[Entries provided]

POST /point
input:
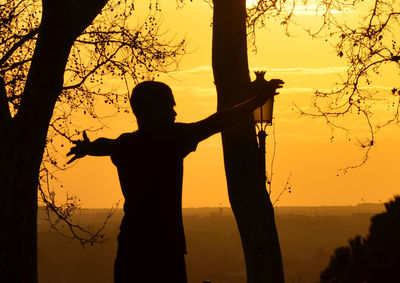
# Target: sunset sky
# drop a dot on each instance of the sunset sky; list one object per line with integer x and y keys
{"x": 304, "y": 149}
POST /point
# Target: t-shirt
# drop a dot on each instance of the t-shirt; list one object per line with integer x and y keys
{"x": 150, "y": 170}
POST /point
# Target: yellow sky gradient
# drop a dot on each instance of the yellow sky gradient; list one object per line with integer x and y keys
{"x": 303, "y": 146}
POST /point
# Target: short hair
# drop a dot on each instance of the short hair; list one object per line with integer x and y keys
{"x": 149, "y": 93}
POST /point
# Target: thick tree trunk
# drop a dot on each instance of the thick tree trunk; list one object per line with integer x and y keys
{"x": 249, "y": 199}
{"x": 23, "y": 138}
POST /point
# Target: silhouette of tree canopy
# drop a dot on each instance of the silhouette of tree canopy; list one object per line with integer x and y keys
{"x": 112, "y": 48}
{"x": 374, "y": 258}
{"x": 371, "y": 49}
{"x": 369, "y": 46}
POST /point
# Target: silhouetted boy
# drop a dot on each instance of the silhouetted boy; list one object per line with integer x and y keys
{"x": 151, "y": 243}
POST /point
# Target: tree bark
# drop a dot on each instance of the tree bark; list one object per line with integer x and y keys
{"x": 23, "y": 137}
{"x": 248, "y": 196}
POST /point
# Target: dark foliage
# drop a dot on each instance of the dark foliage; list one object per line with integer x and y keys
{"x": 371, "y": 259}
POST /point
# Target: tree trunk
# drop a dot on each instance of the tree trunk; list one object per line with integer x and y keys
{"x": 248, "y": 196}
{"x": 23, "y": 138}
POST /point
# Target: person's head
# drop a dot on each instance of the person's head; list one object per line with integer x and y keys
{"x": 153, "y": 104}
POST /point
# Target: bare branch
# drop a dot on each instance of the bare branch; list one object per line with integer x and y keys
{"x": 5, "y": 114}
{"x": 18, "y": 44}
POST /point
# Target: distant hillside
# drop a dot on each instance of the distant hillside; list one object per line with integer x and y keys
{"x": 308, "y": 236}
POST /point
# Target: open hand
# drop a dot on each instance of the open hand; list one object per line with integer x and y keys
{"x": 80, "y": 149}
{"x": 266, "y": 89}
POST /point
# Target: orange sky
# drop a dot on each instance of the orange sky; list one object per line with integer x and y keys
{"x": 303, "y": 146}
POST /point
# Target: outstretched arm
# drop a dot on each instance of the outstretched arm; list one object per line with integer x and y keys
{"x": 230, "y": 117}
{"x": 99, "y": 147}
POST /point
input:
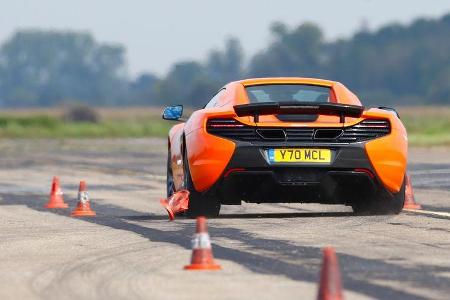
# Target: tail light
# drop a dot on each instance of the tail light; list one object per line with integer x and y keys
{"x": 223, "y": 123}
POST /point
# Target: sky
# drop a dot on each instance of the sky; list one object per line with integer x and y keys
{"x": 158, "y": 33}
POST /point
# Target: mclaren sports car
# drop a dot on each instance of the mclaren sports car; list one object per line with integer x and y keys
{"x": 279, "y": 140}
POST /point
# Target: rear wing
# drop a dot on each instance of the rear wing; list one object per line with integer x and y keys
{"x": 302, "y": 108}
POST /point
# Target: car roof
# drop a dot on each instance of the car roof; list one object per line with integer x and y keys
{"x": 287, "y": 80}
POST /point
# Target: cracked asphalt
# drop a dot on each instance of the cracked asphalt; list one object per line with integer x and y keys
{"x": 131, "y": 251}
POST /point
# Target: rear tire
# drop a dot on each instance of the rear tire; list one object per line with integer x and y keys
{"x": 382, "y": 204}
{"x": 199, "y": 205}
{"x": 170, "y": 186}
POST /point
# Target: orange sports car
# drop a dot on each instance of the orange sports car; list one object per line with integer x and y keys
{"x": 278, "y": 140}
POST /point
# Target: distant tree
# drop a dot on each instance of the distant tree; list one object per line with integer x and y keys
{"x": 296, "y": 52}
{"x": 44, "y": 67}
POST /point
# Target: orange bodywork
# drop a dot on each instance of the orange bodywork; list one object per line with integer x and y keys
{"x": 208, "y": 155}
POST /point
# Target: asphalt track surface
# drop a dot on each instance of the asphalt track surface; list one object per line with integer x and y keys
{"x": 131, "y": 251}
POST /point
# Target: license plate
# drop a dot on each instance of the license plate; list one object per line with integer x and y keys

--

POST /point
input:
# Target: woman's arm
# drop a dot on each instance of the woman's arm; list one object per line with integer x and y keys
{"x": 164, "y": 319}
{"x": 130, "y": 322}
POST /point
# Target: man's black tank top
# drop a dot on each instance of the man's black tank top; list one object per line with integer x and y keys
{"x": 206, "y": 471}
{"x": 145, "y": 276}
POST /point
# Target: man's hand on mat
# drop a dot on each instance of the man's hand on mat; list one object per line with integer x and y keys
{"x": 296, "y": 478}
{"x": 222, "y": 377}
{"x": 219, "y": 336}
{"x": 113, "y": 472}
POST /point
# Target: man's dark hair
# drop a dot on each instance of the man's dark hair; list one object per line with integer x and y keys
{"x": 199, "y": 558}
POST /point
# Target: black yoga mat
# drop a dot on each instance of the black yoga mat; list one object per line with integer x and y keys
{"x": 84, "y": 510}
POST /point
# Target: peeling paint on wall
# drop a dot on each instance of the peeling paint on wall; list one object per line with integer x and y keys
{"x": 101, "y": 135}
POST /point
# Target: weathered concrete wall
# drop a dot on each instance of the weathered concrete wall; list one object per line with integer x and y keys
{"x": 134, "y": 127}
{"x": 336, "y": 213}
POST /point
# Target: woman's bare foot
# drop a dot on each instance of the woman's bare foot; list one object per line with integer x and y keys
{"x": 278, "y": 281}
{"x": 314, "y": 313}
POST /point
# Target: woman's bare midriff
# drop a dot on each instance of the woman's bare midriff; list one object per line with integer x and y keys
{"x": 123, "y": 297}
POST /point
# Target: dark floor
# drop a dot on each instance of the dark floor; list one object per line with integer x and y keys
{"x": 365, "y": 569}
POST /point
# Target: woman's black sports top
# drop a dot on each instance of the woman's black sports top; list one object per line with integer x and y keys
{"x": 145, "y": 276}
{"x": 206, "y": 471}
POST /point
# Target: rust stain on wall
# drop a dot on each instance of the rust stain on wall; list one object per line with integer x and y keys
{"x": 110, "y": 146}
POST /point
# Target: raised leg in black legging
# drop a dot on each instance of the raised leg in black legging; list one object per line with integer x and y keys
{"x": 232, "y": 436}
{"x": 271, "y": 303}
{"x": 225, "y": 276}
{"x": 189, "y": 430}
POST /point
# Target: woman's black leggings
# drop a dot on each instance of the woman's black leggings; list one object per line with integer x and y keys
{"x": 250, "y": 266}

[What is required] Pull out each line of the rows above that contains the word "midriff". The match is case-sensitive.

[Expected answer]
# Target: woman's bare midriff
# drop a dot on each instance of the woman's bare midriff; list one object per line with integer x and y keys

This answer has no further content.